> Provided data
==*==
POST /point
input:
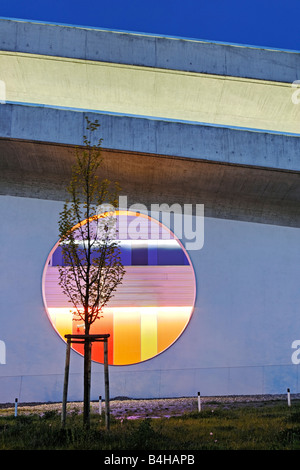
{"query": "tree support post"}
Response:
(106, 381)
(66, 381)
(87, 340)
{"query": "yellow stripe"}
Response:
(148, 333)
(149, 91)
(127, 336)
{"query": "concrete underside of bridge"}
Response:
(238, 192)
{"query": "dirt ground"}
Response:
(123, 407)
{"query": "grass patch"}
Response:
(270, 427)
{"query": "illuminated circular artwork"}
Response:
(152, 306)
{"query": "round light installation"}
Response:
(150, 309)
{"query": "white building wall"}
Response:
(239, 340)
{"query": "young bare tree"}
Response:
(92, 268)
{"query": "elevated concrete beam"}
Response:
==*==
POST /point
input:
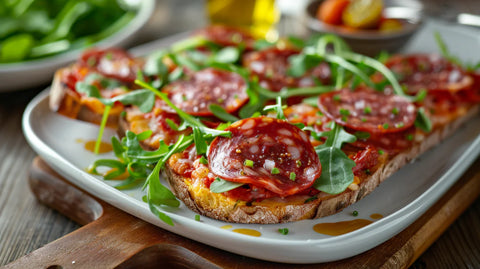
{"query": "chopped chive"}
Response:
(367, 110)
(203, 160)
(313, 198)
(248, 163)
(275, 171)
==*==
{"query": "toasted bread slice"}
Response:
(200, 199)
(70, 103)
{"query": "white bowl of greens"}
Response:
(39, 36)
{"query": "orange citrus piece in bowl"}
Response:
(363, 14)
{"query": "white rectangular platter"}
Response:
==*==
> Problem details
For each line above that contains the word "bowl", copy that line.

> Answer to this task
{"query": "white bowl of greens"}
{"query": "orange citrus piece in bowl"}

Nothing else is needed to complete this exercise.